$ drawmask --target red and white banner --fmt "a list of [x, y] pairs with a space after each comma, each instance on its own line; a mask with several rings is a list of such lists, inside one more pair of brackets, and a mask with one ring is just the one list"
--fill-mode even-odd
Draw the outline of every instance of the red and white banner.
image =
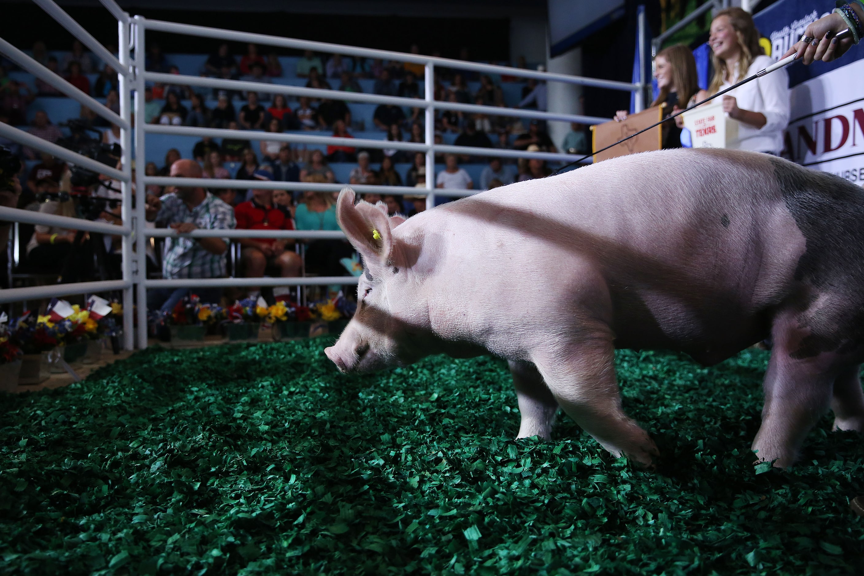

------------------------------------------------

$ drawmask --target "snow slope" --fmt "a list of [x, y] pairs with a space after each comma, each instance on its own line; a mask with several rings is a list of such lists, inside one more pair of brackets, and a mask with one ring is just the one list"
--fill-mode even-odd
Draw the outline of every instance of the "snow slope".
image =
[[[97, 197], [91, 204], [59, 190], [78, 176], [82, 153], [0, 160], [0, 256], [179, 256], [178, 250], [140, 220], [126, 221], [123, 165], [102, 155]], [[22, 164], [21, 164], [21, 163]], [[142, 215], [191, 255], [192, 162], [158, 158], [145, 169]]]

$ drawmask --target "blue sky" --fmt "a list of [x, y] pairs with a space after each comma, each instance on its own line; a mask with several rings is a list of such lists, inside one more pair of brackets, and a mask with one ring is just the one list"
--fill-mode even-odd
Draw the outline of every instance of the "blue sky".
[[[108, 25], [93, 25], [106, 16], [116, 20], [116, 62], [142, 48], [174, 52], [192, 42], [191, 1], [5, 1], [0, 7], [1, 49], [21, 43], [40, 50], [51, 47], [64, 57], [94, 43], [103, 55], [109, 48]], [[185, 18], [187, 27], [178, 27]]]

------------------------------------------------

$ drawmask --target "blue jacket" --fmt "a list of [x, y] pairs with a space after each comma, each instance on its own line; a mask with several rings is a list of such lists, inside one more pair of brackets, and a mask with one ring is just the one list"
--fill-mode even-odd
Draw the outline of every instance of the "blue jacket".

------------------------------------------------

◆ What is required ◆
Can you return the lines between the one holding "drawmask --target red" and the one holding "Draw the outline of every instance of the red", inclusive, exactly as they appear?

◆ Reply to the exercise ◆
$ drawmask --target red and white banner --fmt "a list of [x, y] pairs with a space after each comma, each instance on its own line; a mask with several rings is a list of such lists, inside one more pair of brackets, and a mask with one ring is just the one list"
--fill-mode even-odd
Draw the outline of every instance of the red and white banner.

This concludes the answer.